** RECORDS PROVIDED follows **

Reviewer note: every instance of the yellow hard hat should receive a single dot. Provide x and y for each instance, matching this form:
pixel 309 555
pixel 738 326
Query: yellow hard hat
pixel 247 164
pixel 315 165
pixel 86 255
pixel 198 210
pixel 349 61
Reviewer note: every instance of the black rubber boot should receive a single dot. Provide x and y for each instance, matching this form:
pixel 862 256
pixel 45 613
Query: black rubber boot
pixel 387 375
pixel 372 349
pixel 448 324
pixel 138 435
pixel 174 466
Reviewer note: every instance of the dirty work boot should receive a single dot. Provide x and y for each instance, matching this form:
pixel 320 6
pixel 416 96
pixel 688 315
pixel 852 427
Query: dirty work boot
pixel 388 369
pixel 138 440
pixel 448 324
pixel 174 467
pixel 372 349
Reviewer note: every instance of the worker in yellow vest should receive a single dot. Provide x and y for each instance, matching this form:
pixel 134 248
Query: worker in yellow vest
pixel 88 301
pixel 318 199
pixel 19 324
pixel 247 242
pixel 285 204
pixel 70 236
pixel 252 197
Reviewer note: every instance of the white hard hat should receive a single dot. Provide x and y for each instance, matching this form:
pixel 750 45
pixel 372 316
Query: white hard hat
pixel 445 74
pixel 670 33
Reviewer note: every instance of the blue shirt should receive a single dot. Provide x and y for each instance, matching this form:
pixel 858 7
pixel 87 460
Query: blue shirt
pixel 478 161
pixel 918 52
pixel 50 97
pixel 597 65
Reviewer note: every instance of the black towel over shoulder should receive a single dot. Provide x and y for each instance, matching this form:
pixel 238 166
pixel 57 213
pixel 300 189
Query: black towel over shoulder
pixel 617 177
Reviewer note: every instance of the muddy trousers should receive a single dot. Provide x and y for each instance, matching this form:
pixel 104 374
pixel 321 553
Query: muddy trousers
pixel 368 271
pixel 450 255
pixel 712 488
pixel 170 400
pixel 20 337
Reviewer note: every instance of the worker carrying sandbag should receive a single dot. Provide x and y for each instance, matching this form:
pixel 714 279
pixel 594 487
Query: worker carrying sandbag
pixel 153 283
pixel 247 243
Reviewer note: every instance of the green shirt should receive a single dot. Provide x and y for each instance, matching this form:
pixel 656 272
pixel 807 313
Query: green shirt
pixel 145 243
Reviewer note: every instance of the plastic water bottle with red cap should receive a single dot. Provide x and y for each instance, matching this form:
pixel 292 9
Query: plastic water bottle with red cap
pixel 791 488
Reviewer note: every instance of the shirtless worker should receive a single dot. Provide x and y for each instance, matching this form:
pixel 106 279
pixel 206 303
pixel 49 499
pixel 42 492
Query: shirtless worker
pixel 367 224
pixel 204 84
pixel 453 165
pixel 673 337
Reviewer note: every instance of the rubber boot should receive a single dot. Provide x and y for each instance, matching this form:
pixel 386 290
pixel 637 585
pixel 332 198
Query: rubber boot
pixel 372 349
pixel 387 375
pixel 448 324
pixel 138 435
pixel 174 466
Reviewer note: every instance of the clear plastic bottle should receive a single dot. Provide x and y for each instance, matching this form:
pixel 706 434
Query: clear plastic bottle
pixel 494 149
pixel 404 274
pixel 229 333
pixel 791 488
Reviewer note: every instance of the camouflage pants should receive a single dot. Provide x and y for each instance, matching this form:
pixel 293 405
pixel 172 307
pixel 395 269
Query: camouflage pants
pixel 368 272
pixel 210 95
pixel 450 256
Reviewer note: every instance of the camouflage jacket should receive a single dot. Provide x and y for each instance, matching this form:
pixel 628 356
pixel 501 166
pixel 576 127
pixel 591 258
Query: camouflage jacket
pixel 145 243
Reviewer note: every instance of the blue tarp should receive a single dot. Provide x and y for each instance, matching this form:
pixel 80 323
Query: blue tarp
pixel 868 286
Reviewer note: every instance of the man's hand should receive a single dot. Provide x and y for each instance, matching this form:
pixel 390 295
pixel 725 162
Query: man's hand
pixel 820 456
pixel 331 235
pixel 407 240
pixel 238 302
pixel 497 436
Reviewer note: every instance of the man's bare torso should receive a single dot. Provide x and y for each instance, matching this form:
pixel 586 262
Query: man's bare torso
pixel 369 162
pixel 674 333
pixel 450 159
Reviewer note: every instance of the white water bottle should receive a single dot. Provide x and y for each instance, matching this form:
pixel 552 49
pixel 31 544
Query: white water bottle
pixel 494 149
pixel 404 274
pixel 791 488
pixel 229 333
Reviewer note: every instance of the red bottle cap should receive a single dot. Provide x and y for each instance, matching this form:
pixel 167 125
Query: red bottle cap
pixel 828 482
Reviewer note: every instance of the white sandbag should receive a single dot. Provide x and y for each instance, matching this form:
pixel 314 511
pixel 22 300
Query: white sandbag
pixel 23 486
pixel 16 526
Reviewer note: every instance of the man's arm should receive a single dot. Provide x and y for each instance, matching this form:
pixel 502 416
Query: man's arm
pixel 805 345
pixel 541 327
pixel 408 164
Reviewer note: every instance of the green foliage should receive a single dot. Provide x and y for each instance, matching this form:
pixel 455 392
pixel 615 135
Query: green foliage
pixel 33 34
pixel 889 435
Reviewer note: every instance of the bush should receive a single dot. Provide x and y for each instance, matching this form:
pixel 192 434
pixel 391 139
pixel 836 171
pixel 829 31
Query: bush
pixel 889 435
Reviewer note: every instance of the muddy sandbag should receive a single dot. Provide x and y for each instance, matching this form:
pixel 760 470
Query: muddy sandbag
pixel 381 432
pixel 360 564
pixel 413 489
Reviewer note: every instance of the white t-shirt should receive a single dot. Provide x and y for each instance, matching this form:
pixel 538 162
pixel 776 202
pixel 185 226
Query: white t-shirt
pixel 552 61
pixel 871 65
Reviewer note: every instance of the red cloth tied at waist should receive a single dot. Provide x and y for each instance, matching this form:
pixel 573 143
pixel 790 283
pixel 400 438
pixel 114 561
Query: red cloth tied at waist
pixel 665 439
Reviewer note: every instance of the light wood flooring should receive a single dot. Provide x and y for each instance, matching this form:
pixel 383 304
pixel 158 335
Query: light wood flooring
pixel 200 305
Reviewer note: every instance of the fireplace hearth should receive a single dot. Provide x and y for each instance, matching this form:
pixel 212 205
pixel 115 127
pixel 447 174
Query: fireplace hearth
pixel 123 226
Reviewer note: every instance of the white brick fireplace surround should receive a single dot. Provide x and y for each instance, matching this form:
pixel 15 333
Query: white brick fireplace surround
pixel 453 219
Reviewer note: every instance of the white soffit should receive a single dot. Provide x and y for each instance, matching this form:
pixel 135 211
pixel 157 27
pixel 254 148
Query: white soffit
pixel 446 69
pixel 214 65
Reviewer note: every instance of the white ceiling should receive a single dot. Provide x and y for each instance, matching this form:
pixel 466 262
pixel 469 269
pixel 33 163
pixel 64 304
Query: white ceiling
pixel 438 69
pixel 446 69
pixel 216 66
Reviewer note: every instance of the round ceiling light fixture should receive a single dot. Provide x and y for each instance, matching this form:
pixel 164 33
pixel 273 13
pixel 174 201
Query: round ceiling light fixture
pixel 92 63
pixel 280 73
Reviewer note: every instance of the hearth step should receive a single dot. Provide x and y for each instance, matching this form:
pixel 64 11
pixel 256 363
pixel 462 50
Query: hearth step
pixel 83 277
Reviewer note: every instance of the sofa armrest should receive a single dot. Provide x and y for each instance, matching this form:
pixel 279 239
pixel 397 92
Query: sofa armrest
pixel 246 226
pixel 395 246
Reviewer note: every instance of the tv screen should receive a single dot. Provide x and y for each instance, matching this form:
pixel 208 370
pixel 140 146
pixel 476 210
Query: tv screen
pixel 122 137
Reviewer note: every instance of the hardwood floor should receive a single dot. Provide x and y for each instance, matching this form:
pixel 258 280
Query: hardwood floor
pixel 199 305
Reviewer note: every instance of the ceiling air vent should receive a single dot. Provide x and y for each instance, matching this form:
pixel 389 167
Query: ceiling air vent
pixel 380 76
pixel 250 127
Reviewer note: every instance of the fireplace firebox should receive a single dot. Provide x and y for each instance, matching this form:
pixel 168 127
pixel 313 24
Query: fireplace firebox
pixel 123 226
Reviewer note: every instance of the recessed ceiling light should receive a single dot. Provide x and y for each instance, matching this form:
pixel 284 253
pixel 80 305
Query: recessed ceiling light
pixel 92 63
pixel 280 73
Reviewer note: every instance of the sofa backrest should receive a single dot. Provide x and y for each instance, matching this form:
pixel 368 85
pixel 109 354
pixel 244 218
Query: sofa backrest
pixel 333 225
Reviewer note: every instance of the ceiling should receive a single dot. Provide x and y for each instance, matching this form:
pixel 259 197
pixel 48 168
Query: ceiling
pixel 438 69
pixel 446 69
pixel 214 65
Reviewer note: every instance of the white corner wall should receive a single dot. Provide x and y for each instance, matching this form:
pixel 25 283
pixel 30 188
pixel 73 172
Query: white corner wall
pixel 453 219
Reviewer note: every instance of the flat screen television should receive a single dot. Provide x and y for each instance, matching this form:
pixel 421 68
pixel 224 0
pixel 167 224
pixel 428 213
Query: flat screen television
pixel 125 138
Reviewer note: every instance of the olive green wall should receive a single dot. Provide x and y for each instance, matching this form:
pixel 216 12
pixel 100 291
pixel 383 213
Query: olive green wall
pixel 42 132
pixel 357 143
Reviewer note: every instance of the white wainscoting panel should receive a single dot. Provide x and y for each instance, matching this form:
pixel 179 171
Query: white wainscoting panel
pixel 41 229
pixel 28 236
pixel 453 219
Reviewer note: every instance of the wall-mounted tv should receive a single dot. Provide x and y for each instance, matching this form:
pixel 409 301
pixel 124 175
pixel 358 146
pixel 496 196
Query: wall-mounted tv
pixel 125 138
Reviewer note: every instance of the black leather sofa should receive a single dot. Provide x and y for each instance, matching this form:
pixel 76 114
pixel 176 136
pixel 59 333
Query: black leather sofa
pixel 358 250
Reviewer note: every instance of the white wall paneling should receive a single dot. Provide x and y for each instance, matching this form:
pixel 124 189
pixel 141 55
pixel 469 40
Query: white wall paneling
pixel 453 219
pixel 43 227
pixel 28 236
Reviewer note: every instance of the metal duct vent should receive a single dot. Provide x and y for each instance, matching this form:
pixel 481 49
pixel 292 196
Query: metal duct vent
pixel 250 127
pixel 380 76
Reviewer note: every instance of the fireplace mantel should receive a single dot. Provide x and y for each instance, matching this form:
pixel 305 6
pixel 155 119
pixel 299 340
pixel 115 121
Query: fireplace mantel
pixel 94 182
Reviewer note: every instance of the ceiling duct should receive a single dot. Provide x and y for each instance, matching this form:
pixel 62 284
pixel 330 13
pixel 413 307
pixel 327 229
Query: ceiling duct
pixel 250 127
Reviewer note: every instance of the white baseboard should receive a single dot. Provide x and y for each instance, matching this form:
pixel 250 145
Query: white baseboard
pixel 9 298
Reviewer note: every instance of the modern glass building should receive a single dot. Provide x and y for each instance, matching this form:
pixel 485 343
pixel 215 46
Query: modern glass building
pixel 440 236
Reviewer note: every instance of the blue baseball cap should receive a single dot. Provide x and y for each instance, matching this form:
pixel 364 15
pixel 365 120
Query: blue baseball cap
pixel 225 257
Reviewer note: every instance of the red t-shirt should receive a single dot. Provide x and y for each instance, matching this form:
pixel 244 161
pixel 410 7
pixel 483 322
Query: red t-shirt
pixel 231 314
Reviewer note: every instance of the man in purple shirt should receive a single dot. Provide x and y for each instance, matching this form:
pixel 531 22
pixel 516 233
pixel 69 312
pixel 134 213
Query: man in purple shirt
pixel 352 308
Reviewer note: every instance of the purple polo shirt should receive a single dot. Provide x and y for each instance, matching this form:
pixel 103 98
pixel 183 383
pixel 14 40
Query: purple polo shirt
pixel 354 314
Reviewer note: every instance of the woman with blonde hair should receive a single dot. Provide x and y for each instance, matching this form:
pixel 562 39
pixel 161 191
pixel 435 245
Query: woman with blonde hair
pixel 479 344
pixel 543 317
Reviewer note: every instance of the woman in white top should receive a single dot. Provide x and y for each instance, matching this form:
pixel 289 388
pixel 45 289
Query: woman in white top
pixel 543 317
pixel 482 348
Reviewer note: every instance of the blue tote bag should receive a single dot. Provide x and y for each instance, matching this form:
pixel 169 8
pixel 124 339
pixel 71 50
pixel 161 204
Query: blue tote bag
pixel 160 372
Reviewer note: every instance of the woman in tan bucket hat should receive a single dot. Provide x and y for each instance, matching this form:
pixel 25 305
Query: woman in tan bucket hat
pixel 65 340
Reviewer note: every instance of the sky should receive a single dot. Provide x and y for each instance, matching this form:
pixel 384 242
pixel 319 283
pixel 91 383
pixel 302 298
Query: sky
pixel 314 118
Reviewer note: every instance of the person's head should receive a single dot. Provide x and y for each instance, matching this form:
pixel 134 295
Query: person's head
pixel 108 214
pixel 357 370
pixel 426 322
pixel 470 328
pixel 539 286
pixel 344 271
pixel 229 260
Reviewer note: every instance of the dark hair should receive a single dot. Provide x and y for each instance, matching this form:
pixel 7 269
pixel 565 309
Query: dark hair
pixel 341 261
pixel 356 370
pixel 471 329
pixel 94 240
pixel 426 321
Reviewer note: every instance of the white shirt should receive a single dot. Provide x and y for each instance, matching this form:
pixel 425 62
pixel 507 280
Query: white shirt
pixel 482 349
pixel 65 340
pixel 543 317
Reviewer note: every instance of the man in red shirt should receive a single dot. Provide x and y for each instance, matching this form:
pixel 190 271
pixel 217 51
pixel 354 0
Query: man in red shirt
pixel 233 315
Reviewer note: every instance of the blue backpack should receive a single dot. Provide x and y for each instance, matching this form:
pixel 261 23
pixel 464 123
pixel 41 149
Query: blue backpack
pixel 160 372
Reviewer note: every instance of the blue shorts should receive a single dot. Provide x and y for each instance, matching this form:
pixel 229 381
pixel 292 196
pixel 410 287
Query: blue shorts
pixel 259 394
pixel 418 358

** End of RECORDS PROVIDED **

**WHAT YOU ARE ASKED TO DO**
Beginning with the line that has "Reviewer note: every instance of the blue shorts", set down every line of the entries above through the final one, unchanged.

**RESPONSE**
Reviewer note: every instance of the blue shorts should receive a single dot. Provide x and y for each instance, matching this form:
pixel 229 381
pixel 292 196
pixel 410 287
Query: blue shorts
pixel 259 394
pixel 418 358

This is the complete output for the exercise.